## Exercise directions
Copy the passage from the text on the time-and-place map exactly, starting with "Culture Code Cities" and going on through "since last evening?)".

## Text for analysis
**********

A project I worked on for a digital zine Elia Vargas is putting together. I also submitted this to a call for entries for the Istanbul Biennial, which was announced by Stamen Design. You may view the live / interactive version here.
Culture Code Cities Cells
In the last several decades cultural production has shifted from being shaped primarily by geographically separate places to a world that has become continually influenced by interconnected networks. The pivotal factor being that mobile devices and the web now mediate how many people experience their lives. In response, the data generated from these devices and shared across the web are informing how users of the technology view the world from their constant connectivity to email, social media and instant messaging. Thus we may choose to work from about any location at any time. We learn about events as they are unfolding. Time is now experienced in milliseconds rather than large hourly blocks (what’s on my Twitter feed vs. how has the news progressed since last evening?)
In this map the shape of the continents has been created from geotagged photos on Flickr. Nations and states / provinces are shown as Voronoi cells, also generated from Flickr user data (in a given place do Flickr users think it’s administrative area A or B?) Ten minutes of geotagged tweets collected on September 4th are shown in their temporal sequence that contrast with standard time zones which highlight on a mouseover. This map is an attempt to ask if we should rethink how we define time and place. Just as time was standardized following the advent of telecommunications and the rail roads, our computerized networks suggest the future of time is not what it used to be.

**********

Stored items from a collection:

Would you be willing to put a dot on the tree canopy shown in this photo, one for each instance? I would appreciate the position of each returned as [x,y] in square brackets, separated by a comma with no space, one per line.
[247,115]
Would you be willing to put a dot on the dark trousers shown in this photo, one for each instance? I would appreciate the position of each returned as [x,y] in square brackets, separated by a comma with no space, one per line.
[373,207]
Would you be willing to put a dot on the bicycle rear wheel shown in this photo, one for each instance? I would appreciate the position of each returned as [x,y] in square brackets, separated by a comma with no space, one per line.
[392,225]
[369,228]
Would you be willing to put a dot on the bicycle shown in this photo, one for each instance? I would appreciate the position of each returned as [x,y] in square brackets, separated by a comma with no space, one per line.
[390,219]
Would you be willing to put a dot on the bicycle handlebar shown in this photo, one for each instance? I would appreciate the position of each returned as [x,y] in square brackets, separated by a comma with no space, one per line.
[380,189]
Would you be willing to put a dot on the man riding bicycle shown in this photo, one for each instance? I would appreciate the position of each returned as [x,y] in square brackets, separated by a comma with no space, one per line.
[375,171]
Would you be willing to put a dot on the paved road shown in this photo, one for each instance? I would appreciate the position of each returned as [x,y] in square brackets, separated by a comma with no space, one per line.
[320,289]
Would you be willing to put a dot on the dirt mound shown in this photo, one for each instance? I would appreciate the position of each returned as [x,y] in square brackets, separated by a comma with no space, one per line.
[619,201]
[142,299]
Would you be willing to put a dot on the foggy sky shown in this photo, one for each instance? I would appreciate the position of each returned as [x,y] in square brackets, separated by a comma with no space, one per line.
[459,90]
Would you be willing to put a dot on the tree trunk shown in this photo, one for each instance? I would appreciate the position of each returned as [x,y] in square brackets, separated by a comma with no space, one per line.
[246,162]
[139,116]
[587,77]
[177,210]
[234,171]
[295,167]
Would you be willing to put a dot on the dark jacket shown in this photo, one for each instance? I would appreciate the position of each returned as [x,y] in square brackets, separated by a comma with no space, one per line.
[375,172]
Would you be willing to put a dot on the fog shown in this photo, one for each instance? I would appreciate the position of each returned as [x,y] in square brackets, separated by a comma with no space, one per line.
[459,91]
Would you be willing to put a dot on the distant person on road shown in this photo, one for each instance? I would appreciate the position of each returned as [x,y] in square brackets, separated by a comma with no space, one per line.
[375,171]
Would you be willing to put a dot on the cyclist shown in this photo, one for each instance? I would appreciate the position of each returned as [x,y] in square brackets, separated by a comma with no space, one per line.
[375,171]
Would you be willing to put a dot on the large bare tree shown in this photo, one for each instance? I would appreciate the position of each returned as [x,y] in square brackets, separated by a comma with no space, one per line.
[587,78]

**********

## Completed exercise
Culture Code Cities Cells
In the last several decades cultural production has shifted from being shaped primarily by geographically separate places to a world that has become continually influenced by interconnected networks. The pivotal factor being that mobile devices and the web now mediate how many people experience their lives. In response, the data generated from these devices and shared across the web are informing how users of the technology view the world from their constant connectivity to email, social media and instant messaging. Thus we may choose to work from about any location at any time. We learn about events as they are unfolding. Time is now experienced in milliseconds rather than large hourly blocks (what’s on my Twitter feed vs. how has the news progressed since last evening?)